== PROBLEM TO SOLVE ==
Word for word, retype each record shown below.

== RECORDS FOR THIS EXERCISE ==
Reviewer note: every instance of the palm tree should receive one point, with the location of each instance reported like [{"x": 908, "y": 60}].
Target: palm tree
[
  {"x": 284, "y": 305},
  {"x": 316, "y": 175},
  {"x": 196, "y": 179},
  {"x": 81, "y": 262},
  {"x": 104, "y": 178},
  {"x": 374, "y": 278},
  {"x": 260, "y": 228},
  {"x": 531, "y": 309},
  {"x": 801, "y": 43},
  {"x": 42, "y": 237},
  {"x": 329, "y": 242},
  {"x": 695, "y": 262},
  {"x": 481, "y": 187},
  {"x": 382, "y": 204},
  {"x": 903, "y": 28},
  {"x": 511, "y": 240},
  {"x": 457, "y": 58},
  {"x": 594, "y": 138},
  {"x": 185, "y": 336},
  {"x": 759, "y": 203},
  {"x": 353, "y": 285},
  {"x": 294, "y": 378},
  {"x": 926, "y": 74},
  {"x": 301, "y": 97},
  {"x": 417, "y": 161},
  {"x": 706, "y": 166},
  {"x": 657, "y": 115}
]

== REPLY TO THE EXERCISE ==
Reviewer note: every instance of the palm tree should receive one point, with the location of each instance reported like [{"x": 908, "y": 60}].
Target: palm tree
[
  {"x": 284, "y": 305},
  {"x": 316, "y": 175},
  {"x": 196, "y": 179},
  {"x": 81, "y": 262},
  {"x": 104, "y": 178},
  {"x": 374, "y": 278},
  {"x": 260, "y": 228},
  {"x": 531, "y": 309},
  {"x": 801, "y": 43},
  {"x": 42, "y": 237},
  {"x": 329, "y": 242},
  {"x": 695, "y": 262},
  {"x": 481, "y": 187},
  {"x": 382, "y": 204},
  {"x": 903, "y": 28},
  {"x": 511, "y": 240},
  {"x": 457, "y": 58},
  {"x": 594, "y": 138},
  {"x": 185, "y": 336},
  {"x": 759, "y": 203},
  {"x": 353, "y": 285},
  {"x": 294, "y": 378},
  {"x": 926, "y": 74},
  {"x": 301, "y": 97},
  {"x": 417, "y": 161},
  {"x": 706, "y": 166},
  {"x": 657, "y": 115}
]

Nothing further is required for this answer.